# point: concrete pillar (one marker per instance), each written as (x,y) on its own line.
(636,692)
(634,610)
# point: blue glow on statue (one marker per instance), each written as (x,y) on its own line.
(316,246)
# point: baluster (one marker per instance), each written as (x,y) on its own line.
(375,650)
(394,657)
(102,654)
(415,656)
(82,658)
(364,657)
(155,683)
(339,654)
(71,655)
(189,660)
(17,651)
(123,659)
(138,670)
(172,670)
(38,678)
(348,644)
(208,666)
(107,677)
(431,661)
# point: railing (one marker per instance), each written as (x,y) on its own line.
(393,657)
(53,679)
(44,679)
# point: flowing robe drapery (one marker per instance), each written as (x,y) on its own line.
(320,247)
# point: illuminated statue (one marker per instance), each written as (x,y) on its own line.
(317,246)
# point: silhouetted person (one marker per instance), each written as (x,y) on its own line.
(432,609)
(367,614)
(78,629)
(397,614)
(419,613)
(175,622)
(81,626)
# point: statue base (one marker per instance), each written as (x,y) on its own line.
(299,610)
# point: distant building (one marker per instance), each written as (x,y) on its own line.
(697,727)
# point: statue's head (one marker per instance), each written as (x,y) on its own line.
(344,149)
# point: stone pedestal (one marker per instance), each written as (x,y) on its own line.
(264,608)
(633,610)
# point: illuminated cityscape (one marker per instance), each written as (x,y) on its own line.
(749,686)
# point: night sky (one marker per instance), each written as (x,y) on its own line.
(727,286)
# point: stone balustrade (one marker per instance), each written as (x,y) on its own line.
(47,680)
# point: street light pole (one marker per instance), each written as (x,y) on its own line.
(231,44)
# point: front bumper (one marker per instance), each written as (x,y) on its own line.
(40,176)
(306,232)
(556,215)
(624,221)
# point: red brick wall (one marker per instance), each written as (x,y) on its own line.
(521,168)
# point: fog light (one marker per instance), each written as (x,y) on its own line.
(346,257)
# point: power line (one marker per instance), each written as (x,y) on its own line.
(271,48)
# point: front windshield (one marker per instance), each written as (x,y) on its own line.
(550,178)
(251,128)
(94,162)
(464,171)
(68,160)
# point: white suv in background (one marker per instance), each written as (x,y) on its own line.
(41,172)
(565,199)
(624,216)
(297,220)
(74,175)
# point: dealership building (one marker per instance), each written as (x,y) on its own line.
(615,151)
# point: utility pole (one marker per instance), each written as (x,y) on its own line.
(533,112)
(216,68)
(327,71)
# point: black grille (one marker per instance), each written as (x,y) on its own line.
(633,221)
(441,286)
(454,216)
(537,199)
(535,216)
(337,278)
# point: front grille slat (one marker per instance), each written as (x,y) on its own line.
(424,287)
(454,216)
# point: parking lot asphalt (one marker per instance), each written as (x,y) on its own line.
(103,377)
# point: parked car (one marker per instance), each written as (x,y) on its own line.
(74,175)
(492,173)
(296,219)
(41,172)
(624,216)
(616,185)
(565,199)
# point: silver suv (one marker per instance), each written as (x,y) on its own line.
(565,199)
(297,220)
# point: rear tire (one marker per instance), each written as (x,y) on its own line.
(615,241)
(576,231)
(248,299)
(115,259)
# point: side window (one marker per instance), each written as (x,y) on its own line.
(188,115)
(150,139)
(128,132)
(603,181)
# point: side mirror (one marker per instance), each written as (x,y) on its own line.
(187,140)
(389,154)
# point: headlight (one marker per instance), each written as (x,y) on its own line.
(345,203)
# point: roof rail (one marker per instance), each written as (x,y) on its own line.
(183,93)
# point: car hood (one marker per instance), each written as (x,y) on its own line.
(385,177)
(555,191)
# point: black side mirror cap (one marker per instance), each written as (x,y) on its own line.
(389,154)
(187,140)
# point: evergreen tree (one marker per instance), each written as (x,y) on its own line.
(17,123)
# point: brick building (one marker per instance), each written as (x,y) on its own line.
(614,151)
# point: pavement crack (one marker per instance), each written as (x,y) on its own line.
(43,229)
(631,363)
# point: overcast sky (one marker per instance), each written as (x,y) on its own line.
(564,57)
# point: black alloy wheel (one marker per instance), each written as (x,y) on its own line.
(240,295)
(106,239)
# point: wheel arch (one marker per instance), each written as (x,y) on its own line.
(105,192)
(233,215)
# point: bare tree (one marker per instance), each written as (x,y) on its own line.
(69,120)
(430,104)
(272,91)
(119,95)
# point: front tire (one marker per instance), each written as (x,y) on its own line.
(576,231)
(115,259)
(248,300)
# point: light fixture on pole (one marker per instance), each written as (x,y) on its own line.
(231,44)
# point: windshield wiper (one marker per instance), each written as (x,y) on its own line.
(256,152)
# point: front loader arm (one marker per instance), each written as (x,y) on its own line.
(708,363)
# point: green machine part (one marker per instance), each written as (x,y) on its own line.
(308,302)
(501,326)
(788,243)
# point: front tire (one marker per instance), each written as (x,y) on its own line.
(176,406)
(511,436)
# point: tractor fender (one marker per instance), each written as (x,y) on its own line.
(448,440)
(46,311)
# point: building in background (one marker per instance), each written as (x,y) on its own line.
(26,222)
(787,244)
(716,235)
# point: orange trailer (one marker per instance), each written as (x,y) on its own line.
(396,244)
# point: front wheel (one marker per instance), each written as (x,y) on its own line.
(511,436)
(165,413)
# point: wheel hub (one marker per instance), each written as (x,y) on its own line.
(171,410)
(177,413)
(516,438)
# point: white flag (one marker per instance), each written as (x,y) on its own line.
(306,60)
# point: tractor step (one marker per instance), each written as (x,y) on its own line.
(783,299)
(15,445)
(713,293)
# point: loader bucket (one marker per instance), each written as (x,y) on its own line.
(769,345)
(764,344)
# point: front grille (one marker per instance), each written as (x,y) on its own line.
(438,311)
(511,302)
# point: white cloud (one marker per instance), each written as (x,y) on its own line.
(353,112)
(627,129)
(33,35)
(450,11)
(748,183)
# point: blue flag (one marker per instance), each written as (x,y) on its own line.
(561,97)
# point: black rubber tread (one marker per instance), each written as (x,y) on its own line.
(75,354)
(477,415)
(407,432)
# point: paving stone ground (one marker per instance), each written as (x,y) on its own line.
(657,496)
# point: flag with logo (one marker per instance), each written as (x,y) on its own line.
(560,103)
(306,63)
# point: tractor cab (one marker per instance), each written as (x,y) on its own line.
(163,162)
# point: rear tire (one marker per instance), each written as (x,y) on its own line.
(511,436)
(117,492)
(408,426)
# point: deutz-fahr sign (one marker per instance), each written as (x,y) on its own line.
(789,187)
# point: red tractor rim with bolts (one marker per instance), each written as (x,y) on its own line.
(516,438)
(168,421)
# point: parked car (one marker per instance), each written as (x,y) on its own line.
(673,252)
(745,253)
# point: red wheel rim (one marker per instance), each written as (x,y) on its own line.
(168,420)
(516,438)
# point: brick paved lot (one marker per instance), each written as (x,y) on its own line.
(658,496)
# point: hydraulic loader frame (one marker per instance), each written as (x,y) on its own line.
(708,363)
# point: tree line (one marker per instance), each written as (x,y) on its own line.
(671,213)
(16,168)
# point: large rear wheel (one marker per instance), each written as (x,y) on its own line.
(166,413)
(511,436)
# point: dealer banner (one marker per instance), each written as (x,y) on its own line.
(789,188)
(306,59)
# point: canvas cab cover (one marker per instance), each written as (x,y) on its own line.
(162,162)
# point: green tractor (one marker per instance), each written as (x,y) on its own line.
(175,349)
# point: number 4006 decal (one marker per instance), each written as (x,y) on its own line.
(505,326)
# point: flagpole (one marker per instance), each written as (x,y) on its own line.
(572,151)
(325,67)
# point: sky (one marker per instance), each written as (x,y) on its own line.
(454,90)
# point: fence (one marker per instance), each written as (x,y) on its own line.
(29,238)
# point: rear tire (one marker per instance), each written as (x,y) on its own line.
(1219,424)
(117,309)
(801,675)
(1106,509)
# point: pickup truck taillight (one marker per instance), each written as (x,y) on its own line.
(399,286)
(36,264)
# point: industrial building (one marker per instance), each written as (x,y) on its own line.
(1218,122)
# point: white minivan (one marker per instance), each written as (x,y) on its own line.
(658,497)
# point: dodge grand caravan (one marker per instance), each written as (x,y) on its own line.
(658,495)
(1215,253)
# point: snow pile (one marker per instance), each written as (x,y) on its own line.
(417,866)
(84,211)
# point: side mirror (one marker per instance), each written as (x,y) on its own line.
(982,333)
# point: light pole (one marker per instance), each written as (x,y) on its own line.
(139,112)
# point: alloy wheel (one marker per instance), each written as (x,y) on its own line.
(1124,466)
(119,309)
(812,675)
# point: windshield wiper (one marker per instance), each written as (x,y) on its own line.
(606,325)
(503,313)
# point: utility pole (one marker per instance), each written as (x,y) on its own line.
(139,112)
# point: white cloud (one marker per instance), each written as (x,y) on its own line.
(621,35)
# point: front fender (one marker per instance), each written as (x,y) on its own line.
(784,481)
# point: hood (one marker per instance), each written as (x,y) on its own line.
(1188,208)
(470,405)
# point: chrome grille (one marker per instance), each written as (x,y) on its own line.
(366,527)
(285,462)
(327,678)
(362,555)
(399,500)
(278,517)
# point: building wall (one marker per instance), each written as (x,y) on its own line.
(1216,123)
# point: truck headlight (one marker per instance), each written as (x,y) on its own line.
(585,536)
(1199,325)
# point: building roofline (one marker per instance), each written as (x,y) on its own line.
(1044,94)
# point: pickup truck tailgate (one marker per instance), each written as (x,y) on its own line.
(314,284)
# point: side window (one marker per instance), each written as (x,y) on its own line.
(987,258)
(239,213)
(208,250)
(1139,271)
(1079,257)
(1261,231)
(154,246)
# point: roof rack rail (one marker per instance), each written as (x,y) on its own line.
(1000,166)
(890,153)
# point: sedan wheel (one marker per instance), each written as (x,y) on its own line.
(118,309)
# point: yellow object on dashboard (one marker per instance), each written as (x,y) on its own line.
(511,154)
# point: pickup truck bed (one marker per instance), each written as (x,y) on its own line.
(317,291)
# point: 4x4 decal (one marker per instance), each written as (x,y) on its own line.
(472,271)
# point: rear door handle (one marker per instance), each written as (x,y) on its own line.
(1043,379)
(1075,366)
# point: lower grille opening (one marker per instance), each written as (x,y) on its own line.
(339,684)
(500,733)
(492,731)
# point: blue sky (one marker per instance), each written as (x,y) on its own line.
☆ ☆ ☆ ☆ ☆
**EXERCISE INSTRUCTIONS**
Set down, exactly and in full, the lines from the one containing "# point: front fender" through the end of the entries; no other line belongs.

**FINISHED EXERCISE**
# point: front fender (one marker per instance), each written as (x,y) on its own line.
(784,481)
# point: hood (one marker per instance), each written as (x,y) on its own line.
(1188,208)
(470,405)
# point: chrome grille (one marker per instance), each written as (x,y) on its own line.
(366,527)
(285,462)
(327,678)
(362,555)
(399,500)
(278,517)
# point: building wall (one marker per instance), each written as (x,y) on its own line.
(1216,123)
# point: truck headlight (one marker per instance), each written as (x,y) on its own line.
(585,536)
(1199,325)
# point: building roofline (one marker per instance), each written as (x,y) on its own line.
(1044,94)
# point: pickup truck tailgate (one marker per instance), each written as (x,y) on its own line.
(314,284)
# point: side window (one marker per instance), each written as (x,y) on its own line.
(987,258)
(239,213)
(208,250)
(1139,271)
(1079,257)
(1261,231)
(154,246)
# point: roof rack rail (one marker per instance), each written as (x,y) on its own line.
(1000,166)
(890,153)
# point: sedan wheel (one marker per instance), each written as (x,y) on its own line.
(118,309)
# point: yellow object on dashboard (one marker per instance), each written as (x,y) on its own line.
(511,154)
# point: pickup truck bed (one marker per instance), each written as (x,y) on its own line.
(317,291)
# point: 4x4 decal (one marker per instance), each written as (x,y) on its own line.
(472,271)
# point: rear door handle (one marker per instance), each written as (x,y) on its own line.
(1043,379)
(1075,366)
# point: lower grille opening (one marker per instance), each written as (x,y) on its own line.
(339,684)
(500,733)
(492,731)
# point: blue sky (one marker per instance), each written as (x,y) on its own line.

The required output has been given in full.